*DATA TO PROCESS*
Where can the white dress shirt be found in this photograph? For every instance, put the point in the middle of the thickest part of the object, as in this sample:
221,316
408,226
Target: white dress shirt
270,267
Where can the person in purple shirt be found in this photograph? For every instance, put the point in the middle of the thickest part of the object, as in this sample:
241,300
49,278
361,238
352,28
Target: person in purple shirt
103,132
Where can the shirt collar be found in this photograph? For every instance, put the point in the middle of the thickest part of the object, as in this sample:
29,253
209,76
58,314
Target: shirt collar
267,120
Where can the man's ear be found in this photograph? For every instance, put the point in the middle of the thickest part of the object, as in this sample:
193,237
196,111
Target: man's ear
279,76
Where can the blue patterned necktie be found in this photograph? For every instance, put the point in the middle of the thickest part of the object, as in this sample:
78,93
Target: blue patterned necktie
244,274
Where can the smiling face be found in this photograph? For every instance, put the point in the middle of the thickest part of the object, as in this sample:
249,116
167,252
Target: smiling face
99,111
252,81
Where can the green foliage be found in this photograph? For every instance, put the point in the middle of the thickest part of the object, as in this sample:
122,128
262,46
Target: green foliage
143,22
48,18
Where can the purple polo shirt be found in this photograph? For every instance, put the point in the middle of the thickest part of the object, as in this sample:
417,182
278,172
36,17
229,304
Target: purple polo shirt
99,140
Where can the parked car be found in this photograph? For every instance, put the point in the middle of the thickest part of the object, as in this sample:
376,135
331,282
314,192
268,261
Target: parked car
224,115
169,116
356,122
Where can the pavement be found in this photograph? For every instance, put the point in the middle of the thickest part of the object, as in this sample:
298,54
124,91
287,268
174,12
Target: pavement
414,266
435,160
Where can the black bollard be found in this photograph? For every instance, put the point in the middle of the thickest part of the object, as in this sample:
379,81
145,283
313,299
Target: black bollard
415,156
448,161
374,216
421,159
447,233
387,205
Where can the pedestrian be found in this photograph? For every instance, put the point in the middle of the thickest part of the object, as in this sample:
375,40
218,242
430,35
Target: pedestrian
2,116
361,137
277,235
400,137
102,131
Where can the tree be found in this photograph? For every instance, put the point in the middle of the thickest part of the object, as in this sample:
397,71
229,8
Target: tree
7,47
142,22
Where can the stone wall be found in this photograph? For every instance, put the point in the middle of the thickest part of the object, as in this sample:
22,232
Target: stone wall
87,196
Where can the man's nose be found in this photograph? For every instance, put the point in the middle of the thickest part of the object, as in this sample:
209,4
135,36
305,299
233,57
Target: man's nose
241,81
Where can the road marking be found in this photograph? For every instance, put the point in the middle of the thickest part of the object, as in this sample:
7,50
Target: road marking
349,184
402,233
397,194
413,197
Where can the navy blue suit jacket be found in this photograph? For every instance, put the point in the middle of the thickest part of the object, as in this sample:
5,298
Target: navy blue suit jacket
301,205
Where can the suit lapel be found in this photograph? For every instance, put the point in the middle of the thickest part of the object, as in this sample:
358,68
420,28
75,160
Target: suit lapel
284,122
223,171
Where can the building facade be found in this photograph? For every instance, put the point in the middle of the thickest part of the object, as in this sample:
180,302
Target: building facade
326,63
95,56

*EXERCISE AIM*
Update all the entries above by changing "thickest part" to "widest part" wherever it appears, keeping everything else the same.

*WRITTEN RESPONSE*
Where can the white dress shirt be found in this photograph? For every instance, put the point in the middle of the widest part of the object, as in this sample:
221,316
408,226
Target: white dress shirt
270,267
Where can the person in purple shirt be found in this photograph? For every instance, put the point in the middle of the widest part of the object, as in this sample:
241,300
49,278
361,238
352,28
Target: person in purple shirt
103,132
Where can the shirt collar be found in this photograph? For every instance, put the point in the middle of the widest part of the object, as in this sample:
29,253
209,76
58,314
Target: shirt collar
267,120
Where can the man's ear be found in this photograph? For every instance, put the point in the middle of the widest part of the object, as in this sample:
193,237
196,111
Target: man's ear
279,76
Where can the blue patterned necktie be found in this photograph? For every instance, put the point in the middle of the widest part of the object, as in this sample:
78,93
Target: blue patterned necktie
244,274
Where can the smiling face be found in this photograph? For every instance, put the point in the middle of the widest part of the object, as in this sample:
249,116
167,252
Target: smiling face
99,111
252,81
Where can the green foliage be found in this photograph? For every instance, put the point in the middle of the widest part of the object, as in this sample:
122,128
262,46
Target: green foliage
143,22
48,18
Where can the purple polo shirt be found in this photograph? For every instance, put the point in the middle of the widest part of the object, as in this sample:
417,182
278,172
36,17
229,304
Target: purple polo shirt
99,140
Where can the parked car be found in this photograph? For every instance, put the point in the middle of the widest part of the object, as in this sample:
376,135
331,282
314,192
268,261
Target: parked car
224,115
169,116
356,122
Where can the pavement be found in this photograph? For every instance, put the point in the middle of the widest part of the object, as in this sample:
298,54
124,91
287,268
174,12
Target: pavement
414,266
435,160
Where can the black bollard be found in this photograph? For every instance, put the point in the middle of the widest part of the object, as in this sample:
379,81
145,283
313,299
Target: black bollard
415,156
448,161
374,216
421,159
447,233
387,205
Where can the pedestrian be found in this photograph? For every instance, put the point in the middle of the widest part of the object, as in this sample:
375,40
218,242
430,35
Target: pedestrian
2,116
361,137
277,235
400,137
102,131
Where can the tree be found in this photograph? For every instance, put the point in the middle of the widest part of the object, as in this sample:
397,71
229,8
Target: tree
7,47
142,22
Where can the stone wall be found in this photograph? For every instance, put the point in the middle of the widest part of the object, as in this sample:
22,232
Target: stone wall
87,196
Where can the man's nose be found in this photograph? For every instance, put the point in the middle of the widest part of the object, as in this sample:
209,4
135,36
305,299
233,57
Target: man's nose
241,81
Where can the road marking be found in this photograph? For every instance, put the point in the middle of the widest part of the object, as in this sample:
7,50
Target: road marking
349,184
402,233
397,194
413,197
Where can the navy blue suit jacket be found in this photograph? For every instance, put the point in the middle of the widest part of the object, as in this sample:
5,298
Target: navy blue suit jacket
301,205
Where can the suit lapel be found in this photograph? For every instance, put the point in the middle of the widest part of the object, as in this sample:
358,68
420,28
75,160
Target: suit lapel
284,122
223,171
Where can the building facade be found in this photograph? For every instance, put the point in the middle of the widest part of the object, as in this sample:
180,302
Target: building facade
326,63
95,56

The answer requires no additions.